◆ **Instruções da tarefa**:
Liste os itens que, segundo o trecho selecionado, caracterizam uma época e seu modo de vida e cujas bases são alvo de exame reiterado.

◆ **Trecho selecionado**:
É difícil, portanto, para um homem em particular desvencilhar-se da menoridade que para ele se tornou quase uma natureza [...]. São muito poucos aqueles que conseguiram, pela transformação do próprio espírito, emergir da menoridade [...]. Que, porém, um público se esclareça [aufkläre] a si mesmo é perfeitamente possível; mais do que isso, se lhe for dada a liberdade, é quase inevitável. Pois encontrar-se-ão sempre alguns indivíduos capazes de pensamento próprio [...] que, depois de terem sacudidos de si mesmos o jugo da menoridade, espalharão em redor de si o espírito de uma avaliação racional do próprio valor e da vocação de cada homem em pensar por si mesmo. (Kant, 1987, p.102.)6

Muito embora o pensamento crítico - a faculdade de cada homem pensar por si mesmo - só se realize a partir da atividade de um sujeito singular, sua razão de ser e a condição para seu florescimento são, respectivamente, a comunicabilidade e a pluralidade, como ressalta Arendt em suas Lições sobre a filosofia política de Kant. Ainda que a liberdade de pensamento implique o direito individual à autonomia do juízo, sua plena realização exige a comunicabilidade, ou seja, a submissão do pensamento a um exame livre e aberto em face de uma “comunidade de seres humanos aos quais ele [aquele que pensa autonomamente] se dirige, que o escuta e aos quais ele pode escutar”(Arendt, 1992, p.90).7 Por essa razão, a liberdade de pensamento - e a noção de “crítica” a ela vinculada - implicam o compromisso público para com o exame reiterado das bases sobre as quais são construídas crenças, representações, normas e conhecimentos que caracterizam uma época e seu modo de vida. Sua relevância é, pois, a um só tempo epistemológica e política, pois aponta para a pluralidade como condição da vida pública.

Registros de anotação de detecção
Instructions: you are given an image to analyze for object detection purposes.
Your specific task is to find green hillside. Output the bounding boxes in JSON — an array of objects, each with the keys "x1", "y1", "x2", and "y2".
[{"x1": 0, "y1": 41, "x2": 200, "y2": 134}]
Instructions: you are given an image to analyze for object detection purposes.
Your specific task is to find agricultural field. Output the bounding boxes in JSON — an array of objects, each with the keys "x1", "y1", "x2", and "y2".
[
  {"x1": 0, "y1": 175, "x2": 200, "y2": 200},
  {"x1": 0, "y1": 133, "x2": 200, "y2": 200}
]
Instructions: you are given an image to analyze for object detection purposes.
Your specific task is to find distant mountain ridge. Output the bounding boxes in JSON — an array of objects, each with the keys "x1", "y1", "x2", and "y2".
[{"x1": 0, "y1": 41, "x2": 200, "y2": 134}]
* * *
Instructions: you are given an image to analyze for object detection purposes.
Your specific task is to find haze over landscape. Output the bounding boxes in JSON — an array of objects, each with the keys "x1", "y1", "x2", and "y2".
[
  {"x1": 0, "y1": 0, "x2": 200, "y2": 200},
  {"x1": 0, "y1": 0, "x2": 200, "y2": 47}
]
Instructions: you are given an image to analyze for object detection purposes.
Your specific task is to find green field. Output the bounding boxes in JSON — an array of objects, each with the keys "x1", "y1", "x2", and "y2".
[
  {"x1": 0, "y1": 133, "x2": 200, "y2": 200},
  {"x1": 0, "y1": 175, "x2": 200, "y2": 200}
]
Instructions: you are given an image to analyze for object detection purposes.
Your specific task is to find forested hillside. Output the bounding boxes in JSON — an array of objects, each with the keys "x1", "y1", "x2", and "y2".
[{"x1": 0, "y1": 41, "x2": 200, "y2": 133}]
* * *
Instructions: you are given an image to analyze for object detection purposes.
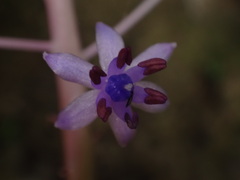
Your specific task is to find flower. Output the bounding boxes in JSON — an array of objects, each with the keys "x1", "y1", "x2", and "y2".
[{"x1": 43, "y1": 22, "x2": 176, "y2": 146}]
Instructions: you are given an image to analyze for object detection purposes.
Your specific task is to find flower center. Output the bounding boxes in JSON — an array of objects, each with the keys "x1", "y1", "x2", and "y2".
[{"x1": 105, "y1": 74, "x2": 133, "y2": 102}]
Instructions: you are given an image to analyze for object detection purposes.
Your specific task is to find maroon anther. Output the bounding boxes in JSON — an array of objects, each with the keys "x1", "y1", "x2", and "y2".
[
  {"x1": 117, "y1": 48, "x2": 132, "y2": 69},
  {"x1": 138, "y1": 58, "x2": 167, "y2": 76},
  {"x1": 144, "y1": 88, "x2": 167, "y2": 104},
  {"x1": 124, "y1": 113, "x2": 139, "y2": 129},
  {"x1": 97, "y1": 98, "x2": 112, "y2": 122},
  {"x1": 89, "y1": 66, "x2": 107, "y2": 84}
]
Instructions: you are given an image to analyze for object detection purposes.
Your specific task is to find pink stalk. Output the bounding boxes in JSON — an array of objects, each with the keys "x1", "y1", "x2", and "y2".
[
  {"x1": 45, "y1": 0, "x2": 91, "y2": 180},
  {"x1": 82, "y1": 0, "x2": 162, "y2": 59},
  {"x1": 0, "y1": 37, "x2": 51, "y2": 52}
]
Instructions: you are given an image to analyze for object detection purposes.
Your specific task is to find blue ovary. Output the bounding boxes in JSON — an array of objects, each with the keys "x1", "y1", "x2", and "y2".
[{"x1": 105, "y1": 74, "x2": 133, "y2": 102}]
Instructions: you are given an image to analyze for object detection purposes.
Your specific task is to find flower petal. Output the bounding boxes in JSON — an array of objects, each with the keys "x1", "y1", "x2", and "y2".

◆ **Resposta da tarefa**:
- crenças
- representações
- normas
- conhecimentos